Document text
Minister of Petroleum
- In office 27 April 2020 – 20 March 2023
- President: Nicolás Maduro
- Preceded by: Manuel Quevedo
- Succeeded by: Pedro Tellechea

Minister of Industries and National Production
- In office 14 June 2018 – 19 August 2021
- President: Nicolás Maduro
- Preceded by: Juan Arias Palacio
- Succeeded by: Jorge Arreaza

Vice President of Venezuela
- In office 4 January 2017 – 14 June 2018
- President: Nicolás Maduro
- Preceded by: Aristóbulo Istúriz
- Succeeded by: Delcy Rodríguez

Governor of Aragua
- In office 27 December 2012 – 4 January 2017
- Preceded by: Rafael Isea
- Succeeded by: Caryl Bertho

Minister of Interior and Justice
- In office 8 September 2008 – 13 October 2012
- President: Hugo Chávez
- Preceded by: Ramón Rodríguez Chacín
- Succeeded by: Néstor Reverol

Deputy of the National Assembly of Venezuela
- In office 10 January 2006 – 16 January 2007
- Constituency: Mérida

Personal details
- Born: Tareck Zaidan El Aissami Maddah 12 November 1974 (age 51) El Vigía, Mérida, Venezuela
- Party: PSUV (2007–2023)
- Other political affiliations: MVR (2003–2007)
- Spouse: Rudy Amer de El Aissami
- Children: 2
- Relatives: Haifa El Aissami (sister) Shibli al-Aysami (great-uncle)

Excerpted data
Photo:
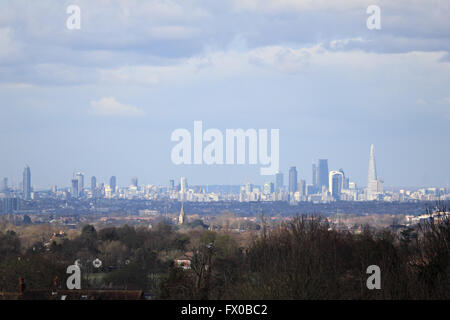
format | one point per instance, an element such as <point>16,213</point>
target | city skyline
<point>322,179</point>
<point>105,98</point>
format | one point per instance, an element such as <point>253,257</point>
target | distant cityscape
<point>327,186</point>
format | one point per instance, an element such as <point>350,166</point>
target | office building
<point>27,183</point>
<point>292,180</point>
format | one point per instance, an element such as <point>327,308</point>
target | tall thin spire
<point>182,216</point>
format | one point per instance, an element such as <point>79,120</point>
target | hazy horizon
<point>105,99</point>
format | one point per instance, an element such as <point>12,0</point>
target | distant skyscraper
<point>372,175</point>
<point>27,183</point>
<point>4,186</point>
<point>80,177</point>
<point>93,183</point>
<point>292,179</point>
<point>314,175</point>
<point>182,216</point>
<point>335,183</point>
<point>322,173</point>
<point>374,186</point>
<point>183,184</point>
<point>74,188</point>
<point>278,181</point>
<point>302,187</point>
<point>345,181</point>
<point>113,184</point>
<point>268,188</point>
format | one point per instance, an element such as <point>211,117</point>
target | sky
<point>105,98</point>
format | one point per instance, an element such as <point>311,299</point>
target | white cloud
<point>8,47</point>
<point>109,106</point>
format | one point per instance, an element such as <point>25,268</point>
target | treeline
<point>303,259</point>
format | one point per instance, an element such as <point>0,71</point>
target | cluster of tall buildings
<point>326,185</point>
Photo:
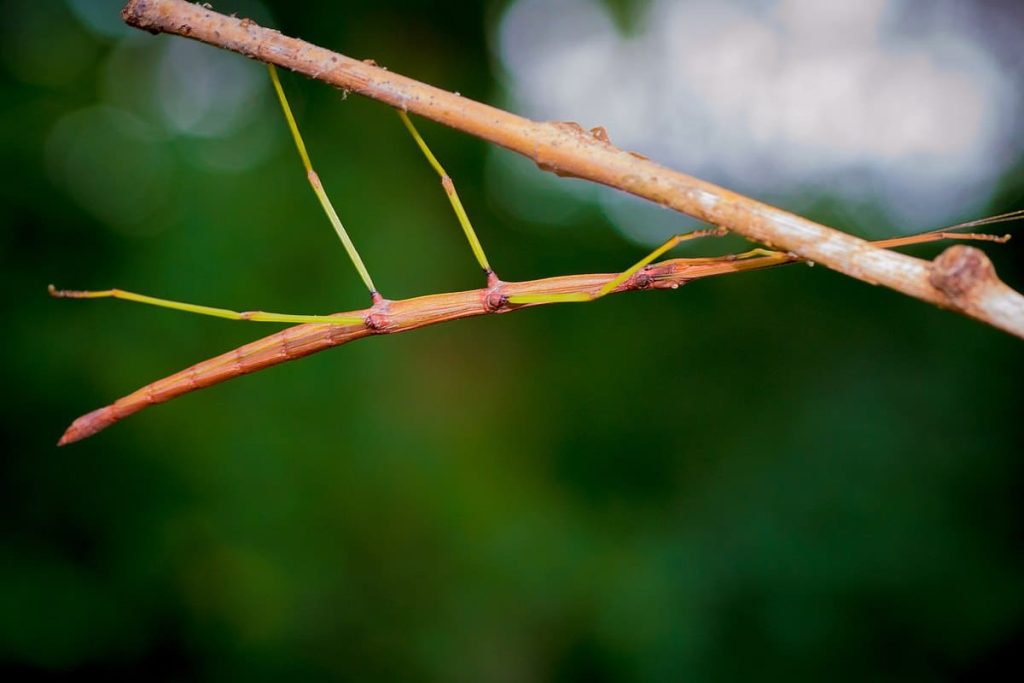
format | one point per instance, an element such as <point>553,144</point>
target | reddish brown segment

---

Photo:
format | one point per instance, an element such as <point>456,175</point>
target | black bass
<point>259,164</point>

...

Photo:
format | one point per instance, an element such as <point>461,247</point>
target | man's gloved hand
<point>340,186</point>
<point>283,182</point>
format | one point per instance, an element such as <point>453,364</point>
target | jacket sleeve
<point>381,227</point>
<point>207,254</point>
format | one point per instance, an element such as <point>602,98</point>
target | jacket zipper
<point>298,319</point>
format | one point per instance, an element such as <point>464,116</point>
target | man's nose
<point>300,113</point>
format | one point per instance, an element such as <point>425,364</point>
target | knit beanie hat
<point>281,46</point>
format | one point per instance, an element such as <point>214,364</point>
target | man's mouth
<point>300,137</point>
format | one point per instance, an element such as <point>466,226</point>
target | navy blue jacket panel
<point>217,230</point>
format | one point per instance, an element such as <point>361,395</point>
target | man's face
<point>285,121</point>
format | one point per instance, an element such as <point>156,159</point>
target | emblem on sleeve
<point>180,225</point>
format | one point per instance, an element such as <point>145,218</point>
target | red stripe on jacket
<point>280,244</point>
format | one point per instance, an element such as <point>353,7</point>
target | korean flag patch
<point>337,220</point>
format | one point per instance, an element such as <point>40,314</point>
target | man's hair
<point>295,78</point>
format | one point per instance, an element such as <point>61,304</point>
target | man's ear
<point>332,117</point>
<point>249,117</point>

Problem A
Extract the stretch of the Tareck El Aissami career profile from "Personal details" through "affiliations: MVR (2003–2007)".
Problem B
Continue the Tareck El Aissami career profile from its final line.

Exercise result A
Personal details
- Born: Tareck Zaidan El Aissami Maddah 12 November 1974 (age 51) El Vigía, Mérida, Venezuela
- Party: PSUV (2007–2023)
- Other political affiliations: MVR (2003–2007)

Exercise result B
- Alma mater: University of the Andes
- Profession: Politician

Criminal details
- Convictions: Embezzlement, Treason
- Date apprehended: 9 April 2024
- Imprisoned at: Fuerte Tiuna

= Tareck El Aissami =

Vice President of Venezuela from 2017 to 2018 and convicted political criminal

Tareck Zaidan El Aissami Maddah (Note: /es/) (born 12 November 1974) is a Venezuelan politician who served as the vice president of Venezuela from 2017 to 2018. He served as Minister of Industries and National Production since 14 June 2018, and as Minister of Petroleum from 27 April 2020 until 20 March 2023. He previously was Minister of the Interior and Justice from 2008 to 2012, Governor of Aragua from 2012 to 2017, and the vice president of Venezuela from 2017 to 2018. While holding that office, El Aissami faced allegations of participating in corruption, money laundering and drug trafficking associated also to Hezbollah. In 2019, U.S. Immigration and Customs Enforcement (ICE) added El Aissami to the ICE Most Wanted List, listed by the Homeland Security Investigations unit. El Aissami, who was among the power brokers in Nicolás Maduro's government, resigned on 20 March 2023 during a corruption probe. He was arrested by the Venezuelan prosecutor's office on charges of treason, money laundering and criminal association.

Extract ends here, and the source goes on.